- Supplied text:
[start]

Interceptors Design

[Sean-Der]

Interceptors

Interceptors are pluggable RTP/RTCP processesors. Via a public API users can easily
add processing logic. This logic can be defined in pion/webrtc, or the user can
do it themselves. This gives users fine-grained control over the logic in their applications.

This design is driven by these core points.

• Useful defaults. Nontechnical users should be able to build things without tuning.
• Don't block unique use cases. We shouldn't paint ourself in a corner. We want to support interesting WebRTC users
• Allow users to bring their own logic. We should encourage easy changing. Innoviation in this area is important.
• Allow users to learn. Don't put this stuff deep in the code base. Should be easy to jump into so people can learn.

These are the use cases this API must support.

Use Cases

FEC

• RED (Audio Only
• FlexFEC (New)
• ULPFEC (Old)

Generating + Unpacking Support

NACK Responder

• Re-send same packet
• Re-send distinct SSRC

JitterBuffer

• Applying delay/re-ordering
• Sending NACK

Congestion Control

• Sender/Receiver Reports

• REMB

  • Computing
  • Unmarshalling

• Transport-Wide Congestion Control

  • Generate Reports
  • Computing

Stats

RTCReceivedRtpStreamStats
RTCInboundRtpStreamStats

Inbound/Outbound RTP stats are the most requested stats. People want to know things like

• packets lost/received
• frames lost/receieved
• burst
• jitter
• control events (NACK, PLI, FIR)

[end]

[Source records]
[start]

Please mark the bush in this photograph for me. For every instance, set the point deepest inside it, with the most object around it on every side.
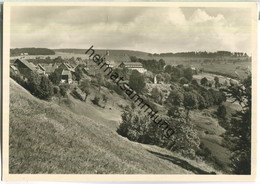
(76, 94)
(64, 89)
(96, 100)
(141, 128)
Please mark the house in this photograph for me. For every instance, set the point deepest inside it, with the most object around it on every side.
(14, 69)
(25, 68)
(133, 66)
(40, 69)
(24, 54)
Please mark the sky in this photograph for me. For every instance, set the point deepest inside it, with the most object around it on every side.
(148, 29)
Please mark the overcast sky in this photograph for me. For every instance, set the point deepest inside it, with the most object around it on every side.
(158, 29)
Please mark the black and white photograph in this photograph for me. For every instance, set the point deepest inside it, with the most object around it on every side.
(130, 89)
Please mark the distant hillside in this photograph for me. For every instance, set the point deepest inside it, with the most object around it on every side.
(103, 52)
(47, 138)
(31, 51)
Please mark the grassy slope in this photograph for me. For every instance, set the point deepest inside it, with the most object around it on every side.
(47, 138)
(210, 134)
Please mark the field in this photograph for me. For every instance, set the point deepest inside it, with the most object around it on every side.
(48, 138)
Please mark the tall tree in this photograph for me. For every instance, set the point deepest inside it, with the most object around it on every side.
(137, 81)
(238, 135)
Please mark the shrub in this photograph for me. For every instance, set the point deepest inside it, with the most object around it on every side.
(96, 100)
(64, 89)
(76, 94)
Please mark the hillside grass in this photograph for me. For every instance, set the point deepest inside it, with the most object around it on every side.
(48, 138)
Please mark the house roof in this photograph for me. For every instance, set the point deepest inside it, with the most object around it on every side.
(29, 65)
(69, 67)
(41, 67)
(14, 68)
(50, 68)
(132, 64)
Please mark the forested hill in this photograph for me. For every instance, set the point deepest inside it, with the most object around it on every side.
(31, 51)
(202, 54)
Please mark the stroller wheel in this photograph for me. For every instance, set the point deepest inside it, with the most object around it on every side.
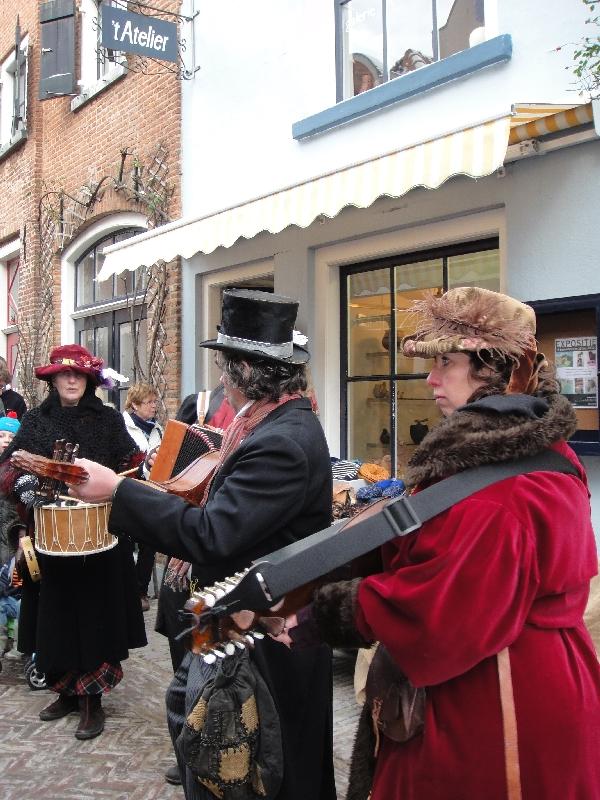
(35, 679)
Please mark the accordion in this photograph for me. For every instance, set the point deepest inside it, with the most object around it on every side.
(186, 459)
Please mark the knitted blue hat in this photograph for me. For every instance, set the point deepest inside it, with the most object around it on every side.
(10, 424)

[end]

- What this task involves: What two cases does the interceptors design page list under NACK Responder?

- Task solution: Re-sending the same packet and re-sending on a distinct SSRC.